Reading text >>
One further idea I want to introduce here will bring matters closer to home. You may have noticed that the journal you are reading has a motto, a well-intended one, designed to signal openness and inclusivity: We hold the gate open. These words evoke a happy image for the writer seeking shelter for her or his work, weary of bouncing off the surface of hermetically-sealed publications defended by unspoken, yet nonetheless impassible barriers.

But here we reach the border between East and West, for to “hold the gate open” evokes an image of concerted effort – perhaps even a heroic test of strength and will. What is implied is that if we do not exert main force, the gate may slam shut, potentially crushing us, or, worse yet, injuring a guest. It raises the question of how long we can maintain this posture before we become exhausted. Via the intention embodied in a single sentence, we have traversed millennia of cultural topography to arrive, once again, at the siege of Troy.

By comparison, the traditional Chinese character for “between” 間 presents an another image of the gate. Jullien writes that “according to the etymological commentary, the main gate has to be closed at night but, though it is closed, you can still perceive the brightness of the moon because there is a median space between the leaves of the gate that allow the moon’s rays to pass through. That internal emptiness – opening or fissure – that lets light through is also what allows for play within the very articulations structuring beings and things.”[6]

In relation to the body, Chinese physiology and Daoist meditation practices locate several “gates” along the ren and du meridians, which respectively run down the front and up the back of the human body. These gates regulate passage of qi-breath and open and shut naturally with our respiration. Forcing qi-breath through them, or restricting its passage can be equally harmful.

Returning to Jullien: “Neither ‘without’ nor ‘in’ but between: that ‘between’ is the modality of the nonontological. Whereas without makes us abandon the concrete and deprives us of it, and the in makes us stick to the concrete and get bogged down in it, between lets us move freely (spiritually) through the concrete and keeps it communicating-operative. Early on, [beginning in the 5th century] the Chinese treatises on painting gave a name to the virtue of that between, which opens the thing wide from the inside and, allowing passage through it, keeps it deployed. ...[But] it is not really a name but a binomial, implying play between the two terms and letting pass: qi-yun, ‘breath-resonance’ (or ‘energy consonance’).”[7]

This “breath-resonance” confers “life and movement,” in this case within painted figuration, but applicable as well (without exerting effort) to the images evoked in the poetics of prose.



The Cycle of Breath


In light of the above, I want to touch again on an overarching, underlying theme that will continue to flow through these notes, particularly in relation to the writing-reading process. The goal of Daoist inner cultivation via breathing meditation is not to draw us into another world, or establish a transcendent plane of existence, but to connect us as fully as possible with the here and now. In focusing on the respiratory cycle, on the qi/breath that animates heaven, earth and the “ten thousand things” emanating from yin and yang, these practices seek to establish a unity between our internal environment and the external world so we can engage with life in a clear and present way. I believe that this has profound implications for those of us whose gong fu lies in expressing our sense of reality on the page.

What you need to do >>
1. From the essay on the gate and breath, extract everything from "One further idea" down to "nonetheless impassible barriers.".
2. In the essay on the gate and breath, what binomial did the Chinese treatises on painting use to name the virtue of the "between"?

Recorded information >>
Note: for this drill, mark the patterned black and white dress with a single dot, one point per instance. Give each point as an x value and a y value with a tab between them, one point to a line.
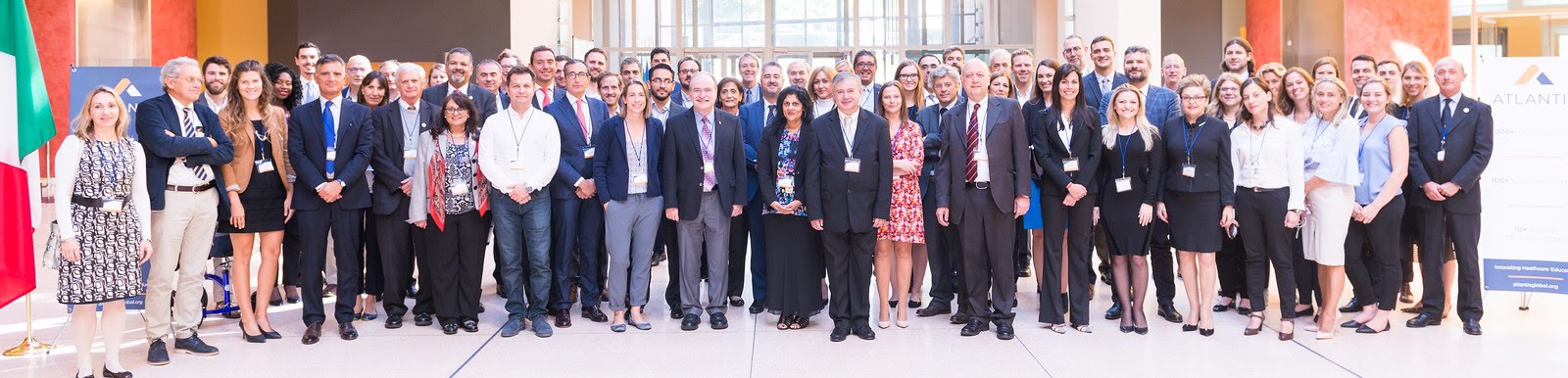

Solutions to the problems >>
1.
One further idea I want to introduce here will bring matters closer to home. You may have noticed that the journal you are reading has a motto, a well-intended one, designed to signal openness and inclusivity: We hold the gate open. These words evoke a happy image for the writer seeking shelter for her or his work, weary of bouncing off the surface of hermetically-sealed publications defended by unspoken, yet nonetheless impassible barriers.

2. Qi-yun, meaning "breath-resonance" (or "energy consonance").